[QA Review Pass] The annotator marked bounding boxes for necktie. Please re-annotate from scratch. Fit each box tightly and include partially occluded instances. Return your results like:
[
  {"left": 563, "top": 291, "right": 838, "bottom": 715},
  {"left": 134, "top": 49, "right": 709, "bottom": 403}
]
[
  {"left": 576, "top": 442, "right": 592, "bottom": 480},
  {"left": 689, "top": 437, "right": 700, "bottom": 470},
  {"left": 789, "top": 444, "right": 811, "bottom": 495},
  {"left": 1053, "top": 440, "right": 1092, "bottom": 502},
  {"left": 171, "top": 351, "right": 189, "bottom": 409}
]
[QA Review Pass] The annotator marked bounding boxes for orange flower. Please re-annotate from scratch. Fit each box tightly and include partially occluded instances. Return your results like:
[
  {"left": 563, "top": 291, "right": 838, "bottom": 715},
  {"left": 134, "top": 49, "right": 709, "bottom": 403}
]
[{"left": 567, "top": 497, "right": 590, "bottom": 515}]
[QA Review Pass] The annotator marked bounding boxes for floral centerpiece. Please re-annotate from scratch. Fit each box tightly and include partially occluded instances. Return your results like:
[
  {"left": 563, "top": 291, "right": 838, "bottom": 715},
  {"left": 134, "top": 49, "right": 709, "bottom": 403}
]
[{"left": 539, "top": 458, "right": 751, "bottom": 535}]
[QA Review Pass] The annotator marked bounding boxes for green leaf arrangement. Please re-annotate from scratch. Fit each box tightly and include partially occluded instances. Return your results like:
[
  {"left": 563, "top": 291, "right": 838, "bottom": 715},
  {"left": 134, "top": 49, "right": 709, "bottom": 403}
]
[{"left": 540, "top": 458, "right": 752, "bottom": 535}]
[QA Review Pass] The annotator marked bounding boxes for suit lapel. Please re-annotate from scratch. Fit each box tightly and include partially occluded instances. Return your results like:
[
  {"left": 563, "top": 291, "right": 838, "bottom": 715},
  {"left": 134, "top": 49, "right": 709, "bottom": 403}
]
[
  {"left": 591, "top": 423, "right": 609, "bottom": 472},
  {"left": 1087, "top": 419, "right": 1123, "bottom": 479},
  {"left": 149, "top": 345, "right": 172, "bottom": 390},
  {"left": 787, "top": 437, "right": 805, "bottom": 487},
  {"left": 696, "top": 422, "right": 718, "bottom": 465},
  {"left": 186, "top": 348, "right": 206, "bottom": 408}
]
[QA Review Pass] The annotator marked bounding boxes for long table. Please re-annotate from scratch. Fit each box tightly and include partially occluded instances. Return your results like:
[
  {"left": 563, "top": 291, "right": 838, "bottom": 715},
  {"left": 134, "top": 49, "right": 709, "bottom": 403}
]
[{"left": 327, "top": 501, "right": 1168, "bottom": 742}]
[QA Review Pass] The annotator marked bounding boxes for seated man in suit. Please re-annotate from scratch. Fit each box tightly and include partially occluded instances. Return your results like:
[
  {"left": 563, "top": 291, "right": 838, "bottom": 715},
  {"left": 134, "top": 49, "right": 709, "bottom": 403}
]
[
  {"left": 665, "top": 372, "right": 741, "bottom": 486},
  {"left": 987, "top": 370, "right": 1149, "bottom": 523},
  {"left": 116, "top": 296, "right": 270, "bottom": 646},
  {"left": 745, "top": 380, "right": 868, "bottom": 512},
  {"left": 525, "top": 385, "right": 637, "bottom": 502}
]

=== Work instruction ===
Reproduce the entries exactly as they appear.

=== Written answer ===
[QA Review Pass] The annotator marked bounding boxes for necktie. Please re-annotate from scratch. Fit each box tightly and include partially occluded instances. Return your results like:
[
  {"left": 563, "top": 291, "right": 838, "bottom": 715},
  {"left": 134, "top": 49, "right": 709, "bottom": 403}
]
[
  {"left": 576, "top": 442, "right": 592, "bottom": 480},
  {"left": 689, "top": 437, "right": 700, "bottom": 470},
  {"left": 789, "top": 444, "right": 811, "bottom": 495},
  {"left": 1053, "top": 440, "right": 1092, "bottom": 502},
  {"left": 171, "top": 351, "right": 189, "bottom": 409}
]
[QA Review Pass] The annotator marked bounding boxes for orange flower. Please re-annotate from scratch. Fit each box tightly and include partially occluded instances. Return your results like:
[
  {"left": 563, "top": 291, "right": 838, "bottom": 715},
  {"left": 134, "top": 49, "right": 709, "bottom": 403}
]
[{"left": 567, "top": 497, "right": 590, "bottom": 515}]
[QA Review Pass] The annotator marked bounding boxes for floral centerpiece. Please re-annotate from scratch. Fit each box tightly and include partially occluded instances. Return your results like:
[
  {"left": 563, "top": 291, "right": 838, "bottom": 715},
  {"left": 134, "top": 49, "right": 709, "bottom": 403}
]
[{"left": 539, "top": 458, "right": 751, "bottom": 535}]
[QA Review Pass] The annotator marked bounding boxes for green leaf arrangement. Please re-annotate from scratch. Fit each box tightly and include partially occluded instances. Return your results like:
[
  {"left": 563, "top": 291, "right": 838, "bottom": 715},
  {"left": 134, "top": 49, "right": 709, "bottom": 403}
]
[{"left": 540, "top": 458, "right": 752, "bottom": 535}]
[QA Review Pass] The annotator marked bounding boxes for suit lapel. Please re-annotate from scratch. Fit each box tightly and include partially occluded instances. Return your results like:
[
  {"left": 563, "top": 291, "right": 838, "bottom": 715},
  {"left": 134, "top": 49, "right": 709, "bottom": 403}
]
[
  {"left": 591, "top": 423, "right": 609, "bottom": 472},
  {"left": 1087, "top": 419, "right": 1123, "bottom": 479},
  {"left": 149, "top": 345, "right": 172, "bottom": 390},
  {"left": 787, "top": 437, "right": 805, "bottom": 487},
  {"left": 696, "top": 422, "right": 718, "bottom": 465},
  {"left": 186, "top": 348, "right": 206, "bottom": 408}
]
[QA Review Pass] The annotator marked bounding boxes for long table. Please re-annotate from scratch. Fit each box tightly and include partially occluded instances. Return your results like:
[
  {"left": 563, "top": 291, "right": 838, "bottom": 715},
  {"left": 134, "top": 49, "right": 709, "bottom": 403}
]
[{"left": 327, "top": 501, "right": 1168, "bottom": 742}]
[QA Review Pass] The annotator marked bounding boxes for seated man in suit. Please re-annotate from scratch. Fit each box tightly and include partially occluded instances. Return your results like:
[
  {"left": 563, "top": 291, "right": 838, "bottom": 715},
  {"left": 134, "top": 49, "right": 709, "bottom": 403}
]
[
  {"left": 665, "top": 372, "right": 741, "bottom": 486},
  {"left": 987, "top": 370, "right": 1149, "bottom": 523},
  {"left": 116, "top": 296, "right": 270, "bottom": 646},
  {"left": 745, "top": 380, "right": 868, "bottom": 512},
  {"left": 525, "top": 385, "right": 637, "bottom": 502}
]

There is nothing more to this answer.